■ GIVEN PASSAGE
......

For procurement professionals, how they source products and services and where they spend their budgets is not only commercially expedient, but also framed by strict international regulations. The risks contingent on neglecting – or wilfully evading – such rules have profound effects on an organisation’s reputation and, ultimately, it’s bottom line.

Due diligence is about managing risks in the supply chain responsibly; it does not ask companies to guarantee 100 per cent ‘ethical’ supply chains. Tracing the origin of a product, part or service is only one part of this.

The OECD Guidelines

Essentially, the overarching ethical sourcing and procurement principles are set out in the Organisation for Economic Cooperation and Development (OECD) Guidelines for Multinational Enterprises. According to Emily Norton, Campaigner at Global Witness, these are the most comprehensive set of government-backed recommendations on responsible business conduct and ethical sourcing in existence today.

The guidelines are far-reaching recommendations by governments to multinational enterprises operating in or from adhering countries. Currently, 48 countries adhere to the guidelines, including most in the E.U. They provide voluntary principles and standards for responsible business conduct in areas such as employment and industrial relations, human rights, environment, information disclosure, combating bribery, consumer interests, science and technology, competition, and taxation.

......

Dataset entries:
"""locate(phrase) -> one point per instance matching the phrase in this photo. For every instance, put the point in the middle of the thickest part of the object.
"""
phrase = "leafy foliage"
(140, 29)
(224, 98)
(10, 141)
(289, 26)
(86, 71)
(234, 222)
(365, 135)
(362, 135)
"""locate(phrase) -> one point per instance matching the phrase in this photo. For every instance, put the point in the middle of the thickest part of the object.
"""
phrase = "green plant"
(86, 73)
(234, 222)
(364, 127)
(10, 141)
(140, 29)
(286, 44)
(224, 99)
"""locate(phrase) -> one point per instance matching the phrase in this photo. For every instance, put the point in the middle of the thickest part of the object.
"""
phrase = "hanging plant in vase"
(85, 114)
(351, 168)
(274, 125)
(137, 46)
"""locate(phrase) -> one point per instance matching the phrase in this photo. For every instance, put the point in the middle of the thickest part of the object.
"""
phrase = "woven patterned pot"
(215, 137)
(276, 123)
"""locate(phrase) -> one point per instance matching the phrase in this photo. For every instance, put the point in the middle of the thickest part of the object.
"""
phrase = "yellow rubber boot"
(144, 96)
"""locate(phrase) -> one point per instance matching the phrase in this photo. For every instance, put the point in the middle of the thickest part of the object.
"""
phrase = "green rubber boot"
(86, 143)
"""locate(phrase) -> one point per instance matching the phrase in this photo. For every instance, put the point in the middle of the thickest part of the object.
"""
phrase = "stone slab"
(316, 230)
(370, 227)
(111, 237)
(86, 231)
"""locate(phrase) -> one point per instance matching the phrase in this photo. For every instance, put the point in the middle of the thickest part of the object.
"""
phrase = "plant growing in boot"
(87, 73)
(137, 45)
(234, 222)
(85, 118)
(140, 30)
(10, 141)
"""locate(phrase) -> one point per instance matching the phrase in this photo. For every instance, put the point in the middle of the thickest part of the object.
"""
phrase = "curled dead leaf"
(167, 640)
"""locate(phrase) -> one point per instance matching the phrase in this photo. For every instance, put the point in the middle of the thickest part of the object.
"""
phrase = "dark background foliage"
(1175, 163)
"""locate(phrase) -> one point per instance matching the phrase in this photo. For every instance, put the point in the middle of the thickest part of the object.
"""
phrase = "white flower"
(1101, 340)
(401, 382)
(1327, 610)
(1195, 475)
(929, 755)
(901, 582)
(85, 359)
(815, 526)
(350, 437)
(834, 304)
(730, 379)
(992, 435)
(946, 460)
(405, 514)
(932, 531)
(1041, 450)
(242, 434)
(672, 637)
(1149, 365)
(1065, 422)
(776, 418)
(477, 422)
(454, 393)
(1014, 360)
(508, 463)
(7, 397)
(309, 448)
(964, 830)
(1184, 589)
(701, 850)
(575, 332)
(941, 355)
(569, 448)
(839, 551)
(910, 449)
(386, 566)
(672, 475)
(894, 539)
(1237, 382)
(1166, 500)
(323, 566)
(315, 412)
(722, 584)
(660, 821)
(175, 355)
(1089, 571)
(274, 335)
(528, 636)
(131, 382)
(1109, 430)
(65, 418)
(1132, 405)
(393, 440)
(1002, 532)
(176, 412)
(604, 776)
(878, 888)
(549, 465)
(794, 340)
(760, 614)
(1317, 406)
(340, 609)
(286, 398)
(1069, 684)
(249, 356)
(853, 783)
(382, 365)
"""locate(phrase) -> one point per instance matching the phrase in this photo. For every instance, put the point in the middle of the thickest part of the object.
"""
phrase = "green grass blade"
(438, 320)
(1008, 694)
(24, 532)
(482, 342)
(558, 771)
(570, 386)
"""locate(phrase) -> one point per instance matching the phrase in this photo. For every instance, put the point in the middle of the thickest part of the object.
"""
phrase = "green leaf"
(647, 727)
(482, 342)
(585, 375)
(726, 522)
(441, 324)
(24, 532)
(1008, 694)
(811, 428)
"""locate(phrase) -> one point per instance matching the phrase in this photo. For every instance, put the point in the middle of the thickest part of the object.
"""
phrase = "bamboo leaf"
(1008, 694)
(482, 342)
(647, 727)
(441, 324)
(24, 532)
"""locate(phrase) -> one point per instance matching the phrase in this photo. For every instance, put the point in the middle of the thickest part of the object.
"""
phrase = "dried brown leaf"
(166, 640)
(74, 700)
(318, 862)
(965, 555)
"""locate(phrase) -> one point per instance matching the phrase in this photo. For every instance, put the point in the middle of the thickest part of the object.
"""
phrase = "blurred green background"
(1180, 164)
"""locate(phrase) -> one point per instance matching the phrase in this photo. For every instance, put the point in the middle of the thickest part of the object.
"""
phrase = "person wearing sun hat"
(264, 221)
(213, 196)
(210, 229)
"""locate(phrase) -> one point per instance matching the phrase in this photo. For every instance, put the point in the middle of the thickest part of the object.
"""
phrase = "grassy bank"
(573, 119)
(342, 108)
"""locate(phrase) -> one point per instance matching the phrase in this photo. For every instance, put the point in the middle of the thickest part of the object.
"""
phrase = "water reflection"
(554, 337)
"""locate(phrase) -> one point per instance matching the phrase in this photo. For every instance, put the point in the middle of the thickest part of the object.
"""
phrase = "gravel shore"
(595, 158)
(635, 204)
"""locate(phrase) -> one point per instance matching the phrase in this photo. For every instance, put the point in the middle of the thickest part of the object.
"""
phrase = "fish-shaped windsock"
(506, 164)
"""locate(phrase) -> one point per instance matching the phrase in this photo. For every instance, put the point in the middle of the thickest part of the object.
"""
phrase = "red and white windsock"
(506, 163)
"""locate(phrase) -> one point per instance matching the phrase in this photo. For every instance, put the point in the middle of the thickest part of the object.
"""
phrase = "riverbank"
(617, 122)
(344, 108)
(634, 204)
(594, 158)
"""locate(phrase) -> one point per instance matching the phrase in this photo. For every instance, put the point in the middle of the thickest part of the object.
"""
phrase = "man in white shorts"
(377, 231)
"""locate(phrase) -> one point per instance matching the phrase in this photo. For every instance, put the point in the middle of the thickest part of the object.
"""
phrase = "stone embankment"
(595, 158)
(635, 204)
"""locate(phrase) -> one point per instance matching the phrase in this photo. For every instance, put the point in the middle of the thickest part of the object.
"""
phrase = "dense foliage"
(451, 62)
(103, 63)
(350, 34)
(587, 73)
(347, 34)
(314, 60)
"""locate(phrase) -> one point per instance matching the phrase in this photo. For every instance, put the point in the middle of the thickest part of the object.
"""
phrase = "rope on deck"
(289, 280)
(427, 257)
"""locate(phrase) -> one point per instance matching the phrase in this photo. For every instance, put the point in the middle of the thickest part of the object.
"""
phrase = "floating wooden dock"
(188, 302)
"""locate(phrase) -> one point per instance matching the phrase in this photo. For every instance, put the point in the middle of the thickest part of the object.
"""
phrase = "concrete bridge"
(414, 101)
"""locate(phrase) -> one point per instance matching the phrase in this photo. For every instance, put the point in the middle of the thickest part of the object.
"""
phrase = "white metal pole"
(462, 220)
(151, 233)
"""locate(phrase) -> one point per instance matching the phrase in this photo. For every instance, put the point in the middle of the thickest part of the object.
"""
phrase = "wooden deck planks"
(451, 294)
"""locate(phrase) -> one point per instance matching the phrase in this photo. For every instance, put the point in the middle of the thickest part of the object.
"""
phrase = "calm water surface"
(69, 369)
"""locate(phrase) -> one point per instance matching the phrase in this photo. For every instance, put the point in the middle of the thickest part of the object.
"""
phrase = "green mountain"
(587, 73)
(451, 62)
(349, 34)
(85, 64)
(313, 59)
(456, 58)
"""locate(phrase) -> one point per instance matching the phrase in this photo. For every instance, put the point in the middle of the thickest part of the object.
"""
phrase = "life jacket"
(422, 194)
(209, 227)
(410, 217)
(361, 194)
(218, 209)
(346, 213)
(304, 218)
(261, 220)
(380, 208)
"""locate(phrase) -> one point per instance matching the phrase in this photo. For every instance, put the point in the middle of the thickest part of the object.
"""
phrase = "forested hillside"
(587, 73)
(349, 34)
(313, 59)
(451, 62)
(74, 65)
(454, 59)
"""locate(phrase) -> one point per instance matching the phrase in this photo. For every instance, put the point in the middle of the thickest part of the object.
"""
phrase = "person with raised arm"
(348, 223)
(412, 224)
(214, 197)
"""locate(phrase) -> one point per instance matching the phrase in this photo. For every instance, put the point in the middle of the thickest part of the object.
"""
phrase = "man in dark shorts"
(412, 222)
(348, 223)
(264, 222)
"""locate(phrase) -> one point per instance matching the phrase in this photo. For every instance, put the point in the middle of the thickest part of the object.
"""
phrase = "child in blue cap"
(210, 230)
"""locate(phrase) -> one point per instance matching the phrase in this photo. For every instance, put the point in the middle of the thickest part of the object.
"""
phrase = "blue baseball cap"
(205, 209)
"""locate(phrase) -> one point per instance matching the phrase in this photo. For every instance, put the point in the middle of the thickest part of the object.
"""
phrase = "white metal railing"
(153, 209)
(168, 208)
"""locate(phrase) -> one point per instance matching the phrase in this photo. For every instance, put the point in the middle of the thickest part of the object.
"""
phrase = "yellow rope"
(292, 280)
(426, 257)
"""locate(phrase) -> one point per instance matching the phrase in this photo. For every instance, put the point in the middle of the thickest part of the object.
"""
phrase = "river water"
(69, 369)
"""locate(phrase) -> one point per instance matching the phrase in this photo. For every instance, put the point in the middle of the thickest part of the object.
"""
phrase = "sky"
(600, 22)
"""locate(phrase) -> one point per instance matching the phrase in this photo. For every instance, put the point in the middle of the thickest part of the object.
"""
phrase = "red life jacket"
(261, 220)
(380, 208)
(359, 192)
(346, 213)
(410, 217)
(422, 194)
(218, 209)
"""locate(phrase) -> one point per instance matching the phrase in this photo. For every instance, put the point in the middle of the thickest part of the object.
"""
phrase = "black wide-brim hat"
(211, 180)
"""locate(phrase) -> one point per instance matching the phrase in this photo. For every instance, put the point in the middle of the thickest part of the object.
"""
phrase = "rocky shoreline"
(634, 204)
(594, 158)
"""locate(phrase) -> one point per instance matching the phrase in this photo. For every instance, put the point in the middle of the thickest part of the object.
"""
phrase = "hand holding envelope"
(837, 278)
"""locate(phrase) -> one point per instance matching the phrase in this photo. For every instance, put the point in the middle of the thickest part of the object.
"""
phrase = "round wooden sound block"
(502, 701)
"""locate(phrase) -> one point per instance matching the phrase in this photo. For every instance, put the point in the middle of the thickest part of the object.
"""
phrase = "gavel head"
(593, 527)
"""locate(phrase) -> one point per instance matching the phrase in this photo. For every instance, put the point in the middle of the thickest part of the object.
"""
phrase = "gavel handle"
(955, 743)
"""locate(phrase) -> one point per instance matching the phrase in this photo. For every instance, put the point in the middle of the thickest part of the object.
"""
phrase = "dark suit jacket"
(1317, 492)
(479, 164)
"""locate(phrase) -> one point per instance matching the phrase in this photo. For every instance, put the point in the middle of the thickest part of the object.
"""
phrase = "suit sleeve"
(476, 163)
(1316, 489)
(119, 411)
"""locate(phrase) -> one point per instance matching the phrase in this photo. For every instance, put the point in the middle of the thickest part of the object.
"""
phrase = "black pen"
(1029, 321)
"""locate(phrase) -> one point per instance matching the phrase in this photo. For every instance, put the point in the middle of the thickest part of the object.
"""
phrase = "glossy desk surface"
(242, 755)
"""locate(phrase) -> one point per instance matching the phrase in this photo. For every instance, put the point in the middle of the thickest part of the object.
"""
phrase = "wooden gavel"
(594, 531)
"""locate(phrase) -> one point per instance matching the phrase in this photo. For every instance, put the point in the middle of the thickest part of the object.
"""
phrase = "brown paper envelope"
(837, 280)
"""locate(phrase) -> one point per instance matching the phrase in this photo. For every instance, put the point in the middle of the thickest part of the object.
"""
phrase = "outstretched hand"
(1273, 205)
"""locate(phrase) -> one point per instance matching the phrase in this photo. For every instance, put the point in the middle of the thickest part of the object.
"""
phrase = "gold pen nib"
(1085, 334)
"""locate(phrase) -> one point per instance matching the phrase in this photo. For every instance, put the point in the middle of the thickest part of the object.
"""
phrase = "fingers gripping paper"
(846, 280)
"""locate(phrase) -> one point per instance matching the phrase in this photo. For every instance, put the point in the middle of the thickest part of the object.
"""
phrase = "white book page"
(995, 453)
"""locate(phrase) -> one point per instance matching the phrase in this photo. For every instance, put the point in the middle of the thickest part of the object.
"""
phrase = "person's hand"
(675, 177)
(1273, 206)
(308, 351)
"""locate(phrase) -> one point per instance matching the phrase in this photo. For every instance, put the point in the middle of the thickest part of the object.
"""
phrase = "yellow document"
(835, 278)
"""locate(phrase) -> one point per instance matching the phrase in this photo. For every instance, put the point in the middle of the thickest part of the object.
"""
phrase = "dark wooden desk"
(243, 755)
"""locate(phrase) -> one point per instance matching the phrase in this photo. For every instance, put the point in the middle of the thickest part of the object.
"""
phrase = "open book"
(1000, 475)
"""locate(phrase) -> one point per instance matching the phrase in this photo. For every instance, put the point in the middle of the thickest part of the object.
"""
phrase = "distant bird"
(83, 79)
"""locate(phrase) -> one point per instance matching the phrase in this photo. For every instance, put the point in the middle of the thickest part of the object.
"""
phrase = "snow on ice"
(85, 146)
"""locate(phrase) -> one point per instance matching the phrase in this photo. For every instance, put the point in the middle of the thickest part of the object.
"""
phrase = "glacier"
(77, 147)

......

■ PROBLEMS TO SOLVE
a. According to the passage on ethical procurement, how many countries currently adhere to the OECD Guidelines for Multinational Enterprises?
b. Count the lines of the records that contain the string "rope", with case counting, and give only the number.
The records are unrelated to the text.

■ RESPONSES IN ORDER
a. 48 countries

b. 2